**Task brief:** From the line containing "Every instance gets one point. Tag the fishing" to the final line of the material below, copy each line exactly, including both endpoints, and leave out all other lines.
------ Records for the task
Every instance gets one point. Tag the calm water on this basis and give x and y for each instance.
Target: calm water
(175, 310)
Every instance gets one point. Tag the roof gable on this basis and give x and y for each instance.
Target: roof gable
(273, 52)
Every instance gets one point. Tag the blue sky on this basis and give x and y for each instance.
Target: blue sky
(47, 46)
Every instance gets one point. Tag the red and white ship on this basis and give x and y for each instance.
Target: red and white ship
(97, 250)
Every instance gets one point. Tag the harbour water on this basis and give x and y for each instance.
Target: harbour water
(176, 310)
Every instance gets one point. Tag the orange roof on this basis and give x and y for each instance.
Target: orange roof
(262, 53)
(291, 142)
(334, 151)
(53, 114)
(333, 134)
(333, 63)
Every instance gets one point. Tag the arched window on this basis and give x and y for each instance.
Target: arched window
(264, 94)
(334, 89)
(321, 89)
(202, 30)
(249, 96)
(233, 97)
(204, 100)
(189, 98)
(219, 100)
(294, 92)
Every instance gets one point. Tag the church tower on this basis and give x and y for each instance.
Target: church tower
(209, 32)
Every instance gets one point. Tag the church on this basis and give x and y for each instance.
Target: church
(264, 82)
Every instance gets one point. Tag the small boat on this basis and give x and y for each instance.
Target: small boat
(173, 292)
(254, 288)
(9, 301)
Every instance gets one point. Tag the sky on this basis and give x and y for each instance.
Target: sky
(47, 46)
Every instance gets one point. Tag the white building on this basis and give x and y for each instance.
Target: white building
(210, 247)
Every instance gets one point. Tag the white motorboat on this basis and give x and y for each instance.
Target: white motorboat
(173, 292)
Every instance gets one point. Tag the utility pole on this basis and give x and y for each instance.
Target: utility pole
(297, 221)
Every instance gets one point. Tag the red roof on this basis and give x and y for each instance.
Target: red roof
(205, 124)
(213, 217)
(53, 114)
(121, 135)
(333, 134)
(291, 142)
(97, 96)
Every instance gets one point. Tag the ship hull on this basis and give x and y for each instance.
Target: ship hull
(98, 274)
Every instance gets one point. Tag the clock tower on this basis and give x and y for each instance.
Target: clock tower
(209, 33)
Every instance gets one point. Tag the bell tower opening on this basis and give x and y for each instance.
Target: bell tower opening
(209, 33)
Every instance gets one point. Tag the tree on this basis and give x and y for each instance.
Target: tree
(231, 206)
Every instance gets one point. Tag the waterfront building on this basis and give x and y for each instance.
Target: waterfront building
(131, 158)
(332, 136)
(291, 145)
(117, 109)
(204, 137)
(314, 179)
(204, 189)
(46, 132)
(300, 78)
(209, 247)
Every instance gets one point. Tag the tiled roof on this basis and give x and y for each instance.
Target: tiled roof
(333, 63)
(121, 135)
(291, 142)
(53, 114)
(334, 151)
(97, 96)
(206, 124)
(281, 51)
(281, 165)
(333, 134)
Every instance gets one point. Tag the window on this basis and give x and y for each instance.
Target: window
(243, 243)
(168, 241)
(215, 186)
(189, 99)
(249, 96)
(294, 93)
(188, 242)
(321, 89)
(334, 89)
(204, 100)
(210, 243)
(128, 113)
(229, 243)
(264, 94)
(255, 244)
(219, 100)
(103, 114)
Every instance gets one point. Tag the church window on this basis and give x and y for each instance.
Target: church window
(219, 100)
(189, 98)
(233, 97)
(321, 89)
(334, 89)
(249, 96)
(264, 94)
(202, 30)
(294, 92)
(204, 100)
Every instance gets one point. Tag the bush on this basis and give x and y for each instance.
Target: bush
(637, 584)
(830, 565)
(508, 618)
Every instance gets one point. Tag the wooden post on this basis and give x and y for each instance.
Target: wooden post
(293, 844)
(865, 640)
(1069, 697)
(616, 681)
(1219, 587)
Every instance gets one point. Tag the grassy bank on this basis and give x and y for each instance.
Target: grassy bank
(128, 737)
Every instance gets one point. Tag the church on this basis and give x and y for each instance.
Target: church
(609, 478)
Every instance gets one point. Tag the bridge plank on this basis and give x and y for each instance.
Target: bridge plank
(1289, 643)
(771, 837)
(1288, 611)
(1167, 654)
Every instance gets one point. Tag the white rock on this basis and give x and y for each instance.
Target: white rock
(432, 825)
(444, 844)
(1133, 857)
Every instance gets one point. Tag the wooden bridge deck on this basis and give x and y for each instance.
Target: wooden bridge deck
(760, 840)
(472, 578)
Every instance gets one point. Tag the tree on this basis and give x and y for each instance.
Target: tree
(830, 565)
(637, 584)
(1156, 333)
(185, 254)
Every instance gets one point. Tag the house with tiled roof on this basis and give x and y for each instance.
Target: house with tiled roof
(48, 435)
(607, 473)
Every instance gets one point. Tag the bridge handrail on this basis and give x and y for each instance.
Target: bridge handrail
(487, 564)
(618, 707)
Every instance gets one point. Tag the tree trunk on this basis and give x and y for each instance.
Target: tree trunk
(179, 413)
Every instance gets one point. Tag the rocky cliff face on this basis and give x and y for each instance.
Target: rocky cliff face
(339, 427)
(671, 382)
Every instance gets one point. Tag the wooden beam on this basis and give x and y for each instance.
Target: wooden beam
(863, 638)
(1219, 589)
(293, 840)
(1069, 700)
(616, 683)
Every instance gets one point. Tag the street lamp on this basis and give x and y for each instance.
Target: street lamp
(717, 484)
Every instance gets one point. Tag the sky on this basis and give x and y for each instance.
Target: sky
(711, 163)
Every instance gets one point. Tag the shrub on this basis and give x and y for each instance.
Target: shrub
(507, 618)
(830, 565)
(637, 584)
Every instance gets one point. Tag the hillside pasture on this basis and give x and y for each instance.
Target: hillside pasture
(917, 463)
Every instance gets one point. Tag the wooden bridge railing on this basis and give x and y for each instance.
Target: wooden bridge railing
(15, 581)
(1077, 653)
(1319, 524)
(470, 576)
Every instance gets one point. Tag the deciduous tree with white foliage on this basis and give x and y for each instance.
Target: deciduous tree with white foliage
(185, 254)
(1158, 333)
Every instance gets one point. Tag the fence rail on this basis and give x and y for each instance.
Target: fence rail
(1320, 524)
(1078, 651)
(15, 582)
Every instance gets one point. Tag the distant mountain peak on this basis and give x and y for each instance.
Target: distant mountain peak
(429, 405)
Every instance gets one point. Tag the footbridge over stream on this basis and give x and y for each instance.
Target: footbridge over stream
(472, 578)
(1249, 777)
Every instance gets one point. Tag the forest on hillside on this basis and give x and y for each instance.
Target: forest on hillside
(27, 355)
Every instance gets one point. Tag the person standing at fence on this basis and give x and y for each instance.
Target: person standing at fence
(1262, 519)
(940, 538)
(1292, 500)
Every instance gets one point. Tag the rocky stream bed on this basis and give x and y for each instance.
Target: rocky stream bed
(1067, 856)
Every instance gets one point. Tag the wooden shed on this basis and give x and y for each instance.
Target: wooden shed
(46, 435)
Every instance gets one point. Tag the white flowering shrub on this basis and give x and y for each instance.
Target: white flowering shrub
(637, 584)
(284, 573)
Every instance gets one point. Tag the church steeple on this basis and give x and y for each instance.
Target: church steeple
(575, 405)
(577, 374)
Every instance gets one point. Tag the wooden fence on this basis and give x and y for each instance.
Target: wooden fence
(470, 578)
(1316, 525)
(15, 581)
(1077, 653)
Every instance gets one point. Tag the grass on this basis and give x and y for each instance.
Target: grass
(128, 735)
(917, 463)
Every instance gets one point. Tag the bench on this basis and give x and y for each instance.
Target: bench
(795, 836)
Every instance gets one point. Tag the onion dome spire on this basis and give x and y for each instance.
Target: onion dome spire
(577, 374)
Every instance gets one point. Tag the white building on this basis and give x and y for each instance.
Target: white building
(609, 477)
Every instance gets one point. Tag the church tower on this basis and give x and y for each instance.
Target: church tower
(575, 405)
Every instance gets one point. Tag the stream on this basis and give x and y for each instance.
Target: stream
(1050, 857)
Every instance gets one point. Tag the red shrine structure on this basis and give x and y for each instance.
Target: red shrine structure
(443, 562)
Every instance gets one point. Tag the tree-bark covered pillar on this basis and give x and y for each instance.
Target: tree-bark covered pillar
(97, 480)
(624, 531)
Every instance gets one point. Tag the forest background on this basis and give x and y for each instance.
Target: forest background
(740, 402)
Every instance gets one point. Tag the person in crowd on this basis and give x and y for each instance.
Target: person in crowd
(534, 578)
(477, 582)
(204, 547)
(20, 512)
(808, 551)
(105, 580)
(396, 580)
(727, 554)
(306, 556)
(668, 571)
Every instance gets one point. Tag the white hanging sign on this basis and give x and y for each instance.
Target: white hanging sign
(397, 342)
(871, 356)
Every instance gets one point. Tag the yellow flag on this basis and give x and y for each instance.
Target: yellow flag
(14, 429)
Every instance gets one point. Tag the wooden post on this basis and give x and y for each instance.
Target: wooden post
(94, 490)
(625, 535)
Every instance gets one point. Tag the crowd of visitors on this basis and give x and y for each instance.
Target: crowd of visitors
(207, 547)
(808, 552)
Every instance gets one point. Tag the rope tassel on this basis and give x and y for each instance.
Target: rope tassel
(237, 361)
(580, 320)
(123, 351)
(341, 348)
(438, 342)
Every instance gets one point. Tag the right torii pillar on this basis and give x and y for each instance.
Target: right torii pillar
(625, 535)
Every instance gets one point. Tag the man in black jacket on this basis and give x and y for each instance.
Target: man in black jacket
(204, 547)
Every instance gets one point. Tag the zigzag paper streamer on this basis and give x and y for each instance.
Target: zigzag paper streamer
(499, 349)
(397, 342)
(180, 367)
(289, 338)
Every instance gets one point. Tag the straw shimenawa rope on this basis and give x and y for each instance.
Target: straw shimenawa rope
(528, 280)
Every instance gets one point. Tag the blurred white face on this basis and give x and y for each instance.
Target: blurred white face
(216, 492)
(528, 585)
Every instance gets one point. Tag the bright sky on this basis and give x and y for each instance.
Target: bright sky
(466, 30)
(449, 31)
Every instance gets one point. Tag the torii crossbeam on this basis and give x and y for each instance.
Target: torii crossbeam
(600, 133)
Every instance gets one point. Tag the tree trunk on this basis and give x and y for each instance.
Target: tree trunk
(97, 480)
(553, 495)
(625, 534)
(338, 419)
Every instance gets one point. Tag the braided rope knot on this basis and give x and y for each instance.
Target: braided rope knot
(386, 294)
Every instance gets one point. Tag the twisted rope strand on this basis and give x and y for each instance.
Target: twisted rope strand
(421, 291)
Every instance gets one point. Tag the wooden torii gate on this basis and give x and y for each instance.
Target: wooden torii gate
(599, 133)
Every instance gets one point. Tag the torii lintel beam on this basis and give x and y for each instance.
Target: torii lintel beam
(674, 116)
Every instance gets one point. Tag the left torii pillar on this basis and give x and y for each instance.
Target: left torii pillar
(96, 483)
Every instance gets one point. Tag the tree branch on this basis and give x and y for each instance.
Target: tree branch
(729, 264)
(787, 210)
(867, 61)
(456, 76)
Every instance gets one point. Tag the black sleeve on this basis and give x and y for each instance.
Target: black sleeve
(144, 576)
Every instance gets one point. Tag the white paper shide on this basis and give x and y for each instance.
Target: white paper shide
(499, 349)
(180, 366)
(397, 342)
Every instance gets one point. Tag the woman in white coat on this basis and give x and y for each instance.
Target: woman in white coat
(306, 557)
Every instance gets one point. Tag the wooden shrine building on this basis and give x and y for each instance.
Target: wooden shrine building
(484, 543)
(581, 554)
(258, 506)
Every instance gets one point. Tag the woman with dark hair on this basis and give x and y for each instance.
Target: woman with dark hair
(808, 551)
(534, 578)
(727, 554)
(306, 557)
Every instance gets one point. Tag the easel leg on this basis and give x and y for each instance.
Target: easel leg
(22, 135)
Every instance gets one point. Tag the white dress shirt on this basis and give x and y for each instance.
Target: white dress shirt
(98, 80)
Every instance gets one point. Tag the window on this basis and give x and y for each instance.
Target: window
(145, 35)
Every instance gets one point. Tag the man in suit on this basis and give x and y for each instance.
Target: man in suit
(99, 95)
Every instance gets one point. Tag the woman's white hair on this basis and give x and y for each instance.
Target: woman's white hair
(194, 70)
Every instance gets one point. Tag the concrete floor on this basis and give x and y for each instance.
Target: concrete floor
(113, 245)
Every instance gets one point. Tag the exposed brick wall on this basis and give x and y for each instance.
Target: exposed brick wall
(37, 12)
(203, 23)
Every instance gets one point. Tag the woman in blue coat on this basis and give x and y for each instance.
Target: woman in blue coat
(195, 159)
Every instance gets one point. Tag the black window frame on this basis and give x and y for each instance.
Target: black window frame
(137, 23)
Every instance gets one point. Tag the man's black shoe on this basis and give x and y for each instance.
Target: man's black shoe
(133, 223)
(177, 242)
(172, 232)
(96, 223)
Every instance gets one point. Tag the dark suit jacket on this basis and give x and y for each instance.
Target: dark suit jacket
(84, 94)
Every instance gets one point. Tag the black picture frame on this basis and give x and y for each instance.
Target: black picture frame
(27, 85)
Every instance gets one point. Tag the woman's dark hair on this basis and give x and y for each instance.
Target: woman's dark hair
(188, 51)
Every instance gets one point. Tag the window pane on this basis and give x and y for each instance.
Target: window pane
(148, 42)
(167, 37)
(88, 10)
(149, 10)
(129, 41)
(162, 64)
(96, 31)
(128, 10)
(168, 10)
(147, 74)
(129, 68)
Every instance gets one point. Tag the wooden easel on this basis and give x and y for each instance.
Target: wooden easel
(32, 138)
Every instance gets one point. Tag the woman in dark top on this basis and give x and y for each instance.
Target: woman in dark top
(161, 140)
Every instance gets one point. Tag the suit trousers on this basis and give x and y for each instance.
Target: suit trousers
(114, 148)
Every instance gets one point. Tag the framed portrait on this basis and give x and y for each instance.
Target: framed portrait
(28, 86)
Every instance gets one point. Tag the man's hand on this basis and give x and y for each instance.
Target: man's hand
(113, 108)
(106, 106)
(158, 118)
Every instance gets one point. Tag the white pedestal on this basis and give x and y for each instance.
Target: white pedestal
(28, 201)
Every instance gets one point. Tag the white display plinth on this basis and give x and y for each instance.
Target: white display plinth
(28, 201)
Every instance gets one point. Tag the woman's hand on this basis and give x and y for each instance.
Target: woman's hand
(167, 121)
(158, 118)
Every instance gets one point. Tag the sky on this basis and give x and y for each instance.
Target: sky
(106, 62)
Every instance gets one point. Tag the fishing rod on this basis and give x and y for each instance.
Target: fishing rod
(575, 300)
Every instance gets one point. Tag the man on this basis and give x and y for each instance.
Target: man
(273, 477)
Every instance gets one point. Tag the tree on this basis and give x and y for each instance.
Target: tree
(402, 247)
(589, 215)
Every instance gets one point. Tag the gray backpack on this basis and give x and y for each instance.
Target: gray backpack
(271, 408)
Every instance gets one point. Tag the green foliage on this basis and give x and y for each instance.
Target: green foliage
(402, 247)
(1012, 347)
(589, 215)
------------
**Worked solution:**
Every instance gets one point. Tag the fishing rod on this basis and give x and y for each instance.
Target: fishing rod
(575, 300)
Every instance gets one point. Tag the man on this basis and give x and y for each instance.
Target: man
(273, 477)
Every instance gets one point. Tag the tree on this basis and give x and y for each instance.
Target: tree
(402, 247)
(589, 215)
Every instance gets one point. Tag the gray backpack on this basis and give x and y for each instance.
Target: gray backpack
(271, 408)
Every instance gets one point. Tag the green foliage on this basis and give x and y for each instance.
Target: green foliage
(402, 247)
(1012, 347)
(589, 215)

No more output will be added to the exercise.